SUPPLIED MATERIAL section start
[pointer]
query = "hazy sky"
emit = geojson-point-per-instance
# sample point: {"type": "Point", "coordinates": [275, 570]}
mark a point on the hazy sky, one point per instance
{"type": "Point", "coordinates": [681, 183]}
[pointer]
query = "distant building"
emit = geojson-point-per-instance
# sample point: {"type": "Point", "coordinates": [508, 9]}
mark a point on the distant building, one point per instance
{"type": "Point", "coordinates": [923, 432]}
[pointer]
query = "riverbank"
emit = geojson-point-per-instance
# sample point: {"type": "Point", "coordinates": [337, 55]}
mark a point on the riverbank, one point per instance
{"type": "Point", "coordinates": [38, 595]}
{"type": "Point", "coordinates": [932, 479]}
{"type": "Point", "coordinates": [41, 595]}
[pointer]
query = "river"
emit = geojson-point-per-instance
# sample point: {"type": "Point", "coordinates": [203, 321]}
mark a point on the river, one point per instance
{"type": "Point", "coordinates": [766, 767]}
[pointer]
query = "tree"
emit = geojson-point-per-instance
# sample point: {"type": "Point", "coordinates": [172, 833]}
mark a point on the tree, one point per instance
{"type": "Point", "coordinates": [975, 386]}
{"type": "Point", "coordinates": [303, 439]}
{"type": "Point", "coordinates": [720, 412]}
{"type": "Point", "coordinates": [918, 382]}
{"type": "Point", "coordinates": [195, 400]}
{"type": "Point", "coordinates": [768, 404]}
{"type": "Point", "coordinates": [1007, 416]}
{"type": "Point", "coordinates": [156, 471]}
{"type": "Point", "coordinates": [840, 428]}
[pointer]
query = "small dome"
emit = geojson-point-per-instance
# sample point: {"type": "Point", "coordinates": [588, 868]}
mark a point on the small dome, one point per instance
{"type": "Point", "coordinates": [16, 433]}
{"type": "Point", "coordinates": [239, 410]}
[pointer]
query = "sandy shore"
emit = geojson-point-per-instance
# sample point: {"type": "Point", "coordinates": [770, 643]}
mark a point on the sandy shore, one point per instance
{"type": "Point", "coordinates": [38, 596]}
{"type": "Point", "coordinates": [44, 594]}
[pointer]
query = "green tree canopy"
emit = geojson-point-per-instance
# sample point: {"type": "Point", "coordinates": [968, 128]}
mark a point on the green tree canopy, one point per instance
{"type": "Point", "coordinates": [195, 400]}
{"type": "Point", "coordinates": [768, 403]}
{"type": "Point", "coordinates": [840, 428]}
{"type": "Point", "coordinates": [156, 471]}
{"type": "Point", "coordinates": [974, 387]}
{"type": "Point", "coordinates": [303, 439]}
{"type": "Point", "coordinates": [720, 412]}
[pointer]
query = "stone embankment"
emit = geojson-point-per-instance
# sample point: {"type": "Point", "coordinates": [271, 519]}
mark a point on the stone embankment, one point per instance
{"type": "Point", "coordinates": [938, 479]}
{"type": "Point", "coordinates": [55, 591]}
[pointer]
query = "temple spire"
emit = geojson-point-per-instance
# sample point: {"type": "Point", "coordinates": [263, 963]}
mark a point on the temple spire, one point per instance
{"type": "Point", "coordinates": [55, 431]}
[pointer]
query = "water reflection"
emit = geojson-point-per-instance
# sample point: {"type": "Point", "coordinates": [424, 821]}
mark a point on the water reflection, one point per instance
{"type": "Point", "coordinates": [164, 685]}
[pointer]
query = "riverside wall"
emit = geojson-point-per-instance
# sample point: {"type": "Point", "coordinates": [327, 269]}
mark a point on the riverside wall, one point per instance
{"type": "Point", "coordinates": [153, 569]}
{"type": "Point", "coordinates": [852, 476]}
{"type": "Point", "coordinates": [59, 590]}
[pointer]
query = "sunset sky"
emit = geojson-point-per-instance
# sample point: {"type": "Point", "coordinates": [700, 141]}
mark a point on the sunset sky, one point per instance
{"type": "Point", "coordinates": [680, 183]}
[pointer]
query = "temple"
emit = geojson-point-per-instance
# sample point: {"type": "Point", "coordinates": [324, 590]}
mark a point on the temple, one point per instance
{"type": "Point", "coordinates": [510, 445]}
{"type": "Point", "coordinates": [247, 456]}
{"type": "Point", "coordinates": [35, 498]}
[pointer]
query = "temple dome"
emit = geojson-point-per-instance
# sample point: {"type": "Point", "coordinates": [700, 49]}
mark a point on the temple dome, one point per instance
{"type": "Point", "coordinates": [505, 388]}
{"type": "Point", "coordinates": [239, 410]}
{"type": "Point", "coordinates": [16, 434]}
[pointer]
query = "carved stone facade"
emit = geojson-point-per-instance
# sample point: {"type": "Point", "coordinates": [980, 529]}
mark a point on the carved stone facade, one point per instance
SUPPLIED MATERIAL section end
## WHAT YOU NEED TO DO
Gather from the entries above all lines that include the string "carved".

## SOLUTION FOR THIS TASK
query = "carved stone facade"
mark a point on the carved stone facade, one point per instance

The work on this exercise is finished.